BEGIN Records shown

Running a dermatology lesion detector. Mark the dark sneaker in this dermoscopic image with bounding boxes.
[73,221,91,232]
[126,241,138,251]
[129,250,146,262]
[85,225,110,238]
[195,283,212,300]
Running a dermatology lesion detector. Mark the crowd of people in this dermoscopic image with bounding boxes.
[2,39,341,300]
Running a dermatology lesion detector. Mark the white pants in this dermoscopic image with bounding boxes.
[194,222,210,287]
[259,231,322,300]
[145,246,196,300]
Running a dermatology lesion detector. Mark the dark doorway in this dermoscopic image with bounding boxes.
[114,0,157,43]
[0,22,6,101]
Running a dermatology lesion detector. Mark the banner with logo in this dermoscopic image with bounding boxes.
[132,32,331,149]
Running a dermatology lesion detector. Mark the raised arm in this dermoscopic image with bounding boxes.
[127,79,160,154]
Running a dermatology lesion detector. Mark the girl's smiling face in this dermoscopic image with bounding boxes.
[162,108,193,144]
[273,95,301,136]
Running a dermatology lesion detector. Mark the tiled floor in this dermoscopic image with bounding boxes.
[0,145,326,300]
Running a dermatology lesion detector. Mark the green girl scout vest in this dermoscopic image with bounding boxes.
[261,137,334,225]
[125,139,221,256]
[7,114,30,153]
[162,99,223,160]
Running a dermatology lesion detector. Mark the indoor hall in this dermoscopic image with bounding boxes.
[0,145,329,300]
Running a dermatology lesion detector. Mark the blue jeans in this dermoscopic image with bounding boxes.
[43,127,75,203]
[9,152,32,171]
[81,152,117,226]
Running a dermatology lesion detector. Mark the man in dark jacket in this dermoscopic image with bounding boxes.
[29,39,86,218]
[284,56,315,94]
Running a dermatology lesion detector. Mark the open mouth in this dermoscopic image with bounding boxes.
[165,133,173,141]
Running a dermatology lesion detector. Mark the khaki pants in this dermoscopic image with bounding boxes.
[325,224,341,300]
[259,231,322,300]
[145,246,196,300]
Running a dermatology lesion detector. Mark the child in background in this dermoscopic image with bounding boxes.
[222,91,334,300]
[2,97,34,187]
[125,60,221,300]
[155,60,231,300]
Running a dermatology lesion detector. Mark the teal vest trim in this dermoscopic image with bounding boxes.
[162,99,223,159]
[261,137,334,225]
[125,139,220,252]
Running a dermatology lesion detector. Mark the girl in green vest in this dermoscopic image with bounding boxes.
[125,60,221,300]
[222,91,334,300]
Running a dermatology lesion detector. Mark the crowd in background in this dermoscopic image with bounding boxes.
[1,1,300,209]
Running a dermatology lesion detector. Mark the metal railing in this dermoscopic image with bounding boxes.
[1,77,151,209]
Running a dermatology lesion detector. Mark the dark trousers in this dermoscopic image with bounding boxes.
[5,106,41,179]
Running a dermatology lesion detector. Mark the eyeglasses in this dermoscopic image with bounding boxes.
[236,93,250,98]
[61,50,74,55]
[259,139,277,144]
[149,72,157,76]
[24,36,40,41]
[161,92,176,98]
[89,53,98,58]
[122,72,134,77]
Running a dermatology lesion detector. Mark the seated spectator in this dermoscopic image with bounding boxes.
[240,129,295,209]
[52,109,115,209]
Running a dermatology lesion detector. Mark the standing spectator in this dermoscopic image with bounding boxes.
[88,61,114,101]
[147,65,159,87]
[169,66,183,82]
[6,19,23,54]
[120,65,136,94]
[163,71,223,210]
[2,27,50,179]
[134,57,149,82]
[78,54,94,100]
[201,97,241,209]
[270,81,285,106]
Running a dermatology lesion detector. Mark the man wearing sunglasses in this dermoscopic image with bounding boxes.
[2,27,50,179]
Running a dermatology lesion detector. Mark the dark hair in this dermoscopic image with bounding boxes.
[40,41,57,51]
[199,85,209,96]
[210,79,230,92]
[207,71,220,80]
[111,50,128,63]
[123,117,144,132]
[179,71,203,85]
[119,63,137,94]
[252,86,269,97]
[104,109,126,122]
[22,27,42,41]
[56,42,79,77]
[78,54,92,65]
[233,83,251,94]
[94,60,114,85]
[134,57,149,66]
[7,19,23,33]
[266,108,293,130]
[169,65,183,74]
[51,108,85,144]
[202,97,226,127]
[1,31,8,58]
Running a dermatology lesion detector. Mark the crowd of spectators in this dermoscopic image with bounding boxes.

END Records shown
BEGIN Records shown

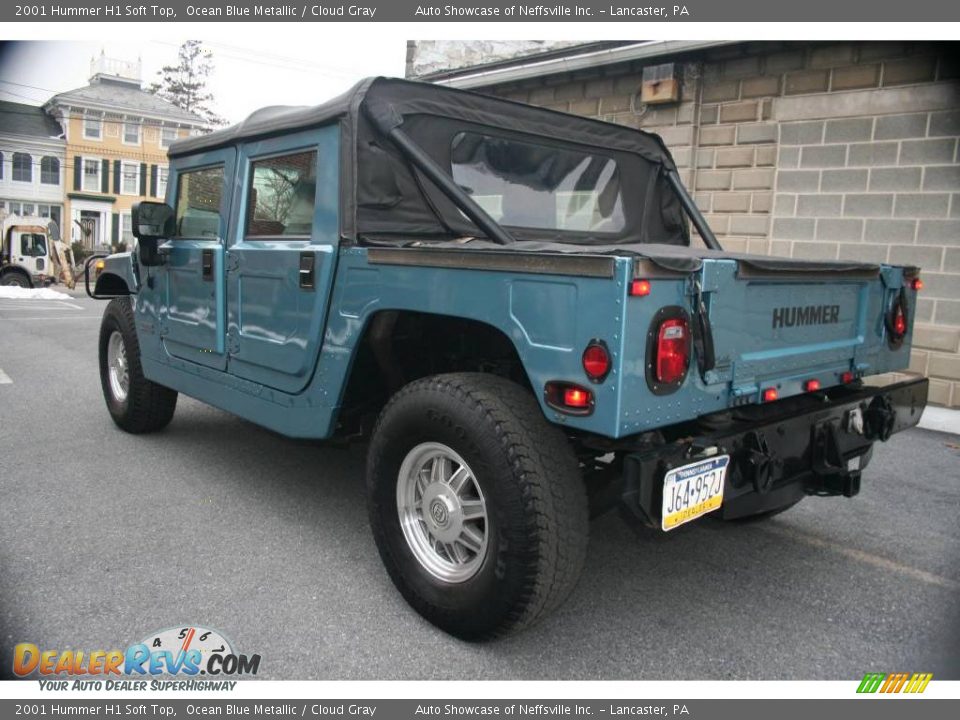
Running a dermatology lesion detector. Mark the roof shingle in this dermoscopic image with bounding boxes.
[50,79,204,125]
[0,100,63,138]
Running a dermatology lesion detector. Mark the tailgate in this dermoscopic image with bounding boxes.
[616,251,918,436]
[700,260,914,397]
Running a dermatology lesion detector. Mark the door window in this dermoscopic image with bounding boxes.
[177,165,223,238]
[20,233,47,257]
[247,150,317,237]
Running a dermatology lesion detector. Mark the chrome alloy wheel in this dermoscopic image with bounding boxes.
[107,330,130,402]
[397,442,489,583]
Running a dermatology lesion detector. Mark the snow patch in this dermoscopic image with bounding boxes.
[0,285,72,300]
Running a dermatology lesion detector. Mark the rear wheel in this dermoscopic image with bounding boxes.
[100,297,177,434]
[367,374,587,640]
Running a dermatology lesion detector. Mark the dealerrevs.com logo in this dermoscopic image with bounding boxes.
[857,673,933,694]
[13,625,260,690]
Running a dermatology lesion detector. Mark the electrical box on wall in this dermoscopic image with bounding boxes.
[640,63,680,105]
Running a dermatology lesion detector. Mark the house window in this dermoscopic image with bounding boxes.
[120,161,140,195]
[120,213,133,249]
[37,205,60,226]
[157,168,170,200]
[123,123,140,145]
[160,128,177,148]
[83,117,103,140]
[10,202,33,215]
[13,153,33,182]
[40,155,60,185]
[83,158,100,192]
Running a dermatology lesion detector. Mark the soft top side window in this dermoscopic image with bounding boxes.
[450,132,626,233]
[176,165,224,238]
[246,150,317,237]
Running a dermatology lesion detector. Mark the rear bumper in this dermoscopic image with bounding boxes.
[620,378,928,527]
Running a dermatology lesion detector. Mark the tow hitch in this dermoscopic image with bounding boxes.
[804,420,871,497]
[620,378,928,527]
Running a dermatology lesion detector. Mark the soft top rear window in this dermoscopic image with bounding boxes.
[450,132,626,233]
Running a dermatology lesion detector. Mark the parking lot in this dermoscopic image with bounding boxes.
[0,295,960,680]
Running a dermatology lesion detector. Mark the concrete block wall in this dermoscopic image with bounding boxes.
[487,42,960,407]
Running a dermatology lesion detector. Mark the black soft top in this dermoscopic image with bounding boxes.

END Records shown
BEGIN Records shown

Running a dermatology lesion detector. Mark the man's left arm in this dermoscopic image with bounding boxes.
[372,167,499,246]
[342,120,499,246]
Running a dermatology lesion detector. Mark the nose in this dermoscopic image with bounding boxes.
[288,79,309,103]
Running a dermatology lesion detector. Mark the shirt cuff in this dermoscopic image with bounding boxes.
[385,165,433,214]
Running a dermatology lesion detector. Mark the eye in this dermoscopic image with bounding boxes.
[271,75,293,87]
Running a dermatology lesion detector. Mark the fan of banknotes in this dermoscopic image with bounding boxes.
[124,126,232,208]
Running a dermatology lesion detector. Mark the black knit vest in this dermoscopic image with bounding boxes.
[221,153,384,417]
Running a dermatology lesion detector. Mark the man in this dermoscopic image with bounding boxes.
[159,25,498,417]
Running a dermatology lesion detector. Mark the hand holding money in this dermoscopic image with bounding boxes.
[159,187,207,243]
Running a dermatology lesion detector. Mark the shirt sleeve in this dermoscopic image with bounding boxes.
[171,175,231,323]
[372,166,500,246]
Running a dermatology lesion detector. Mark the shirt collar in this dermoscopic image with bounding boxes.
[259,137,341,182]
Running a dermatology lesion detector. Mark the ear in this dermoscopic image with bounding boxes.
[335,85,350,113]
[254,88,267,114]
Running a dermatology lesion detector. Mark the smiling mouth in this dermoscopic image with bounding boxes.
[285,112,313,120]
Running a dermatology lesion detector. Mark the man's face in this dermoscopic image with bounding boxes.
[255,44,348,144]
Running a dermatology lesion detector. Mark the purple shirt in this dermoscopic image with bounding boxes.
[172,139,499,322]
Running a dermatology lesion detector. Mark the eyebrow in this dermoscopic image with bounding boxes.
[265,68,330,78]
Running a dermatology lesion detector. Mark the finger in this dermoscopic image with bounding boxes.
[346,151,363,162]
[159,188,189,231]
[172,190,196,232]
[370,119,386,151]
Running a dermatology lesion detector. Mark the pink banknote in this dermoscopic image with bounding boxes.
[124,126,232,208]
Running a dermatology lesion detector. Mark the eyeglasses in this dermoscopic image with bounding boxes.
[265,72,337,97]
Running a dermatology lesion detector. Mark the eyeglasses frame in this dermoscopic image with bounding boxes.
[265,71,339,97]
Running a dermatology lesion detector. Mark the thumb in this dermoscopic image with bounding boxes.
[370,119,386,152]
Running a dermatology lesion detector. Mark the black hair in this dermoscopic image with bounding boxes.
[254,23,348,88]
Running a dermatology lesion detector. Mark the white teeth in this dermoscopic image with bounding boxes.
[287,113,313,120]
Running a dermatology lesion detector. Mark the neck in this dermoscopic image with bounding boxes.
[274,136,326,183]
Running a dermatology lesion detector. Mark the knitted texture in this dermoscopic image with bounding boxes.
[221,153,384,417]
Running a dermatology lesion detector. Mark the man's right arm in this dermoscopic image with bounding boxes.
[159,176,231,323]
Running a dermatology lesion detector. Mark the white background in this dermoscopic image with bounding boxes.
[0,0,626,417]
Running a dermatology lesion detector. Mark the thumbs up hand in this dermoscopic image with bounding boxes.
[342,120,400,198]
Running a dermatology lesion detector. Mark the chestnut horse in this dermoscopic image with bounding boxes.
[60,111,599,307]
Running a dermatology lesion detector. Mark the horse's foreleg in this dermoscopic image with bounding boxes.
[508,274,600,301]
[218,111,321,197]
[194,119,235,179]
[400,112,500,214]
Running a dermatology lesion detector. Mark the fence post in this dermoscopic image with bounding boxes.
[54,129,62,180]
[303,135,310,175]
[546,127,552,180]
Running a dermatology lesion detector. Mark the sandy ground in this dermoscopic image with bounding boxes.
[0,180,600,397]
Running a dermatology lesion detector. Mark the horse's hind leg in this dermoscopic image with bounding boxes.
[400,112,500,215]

END Records shown

Give back the entries from the line containing "Running a dermatology lesion detector. Mark the blue" down through the line containing "[5,106,41,179]", changing "khaki pants" to "tan trousers" and leaving everything else as it is.

• _Task answer_
Running a dermatology lesion detector. Mark the blue jeans in this dermoscopic image with bounding boxes.
[43,127,75,203]
[9,152,32,171]
[81,152,117,226]
Running a dermatology lesion detector. Mark the man in dark jacket in this dermoscopic image with bounding boxes.
[29,39,86,218]
[284,56,315,94]
Running a dermatology lesion detector. Mark the open mouth in this dermoscopic image with bounding boxes.
[165,133,173,141]
Running a dermatology lesion detector. Mark the tan trousers in this dermoscopic image with bounding boxes.
[325,224,341,300]
[259,231,322,300]
[145,246,196,300]
Running a dermatology lesion detector. Mark the child in background in this dermoscopic image with bounding boxes.
[222,91,334,300]
[2,97,34,187]
[125,60,221,300]
[155,60,231,300]
Running a dermatology lesion detector. Mark the teal vest trim in this dermoscopic image with bounding boxes.
[162,99,223,159]
[261,137,334,225]
[125,139,220,252]
Running a dermatology lesion detector. Mark the girl in green vest in this dermoscopic image with bounding boxes.
[125,60,221,300]
[222,91,334,300]
Running a dermatology lesion detector. Mark the crowd in background in this dermoscopic image with bounding boxes.
[1,1,300,209]
Running a dermatology lesion detector. Mark the metal railing in this dermoscopic image with bounding boxes.
[1,77,151,209]
Running a dermatology lesion detector. Mark the dark trousers in this dermoscopic image with bounding boxes.
[5,106,41,179]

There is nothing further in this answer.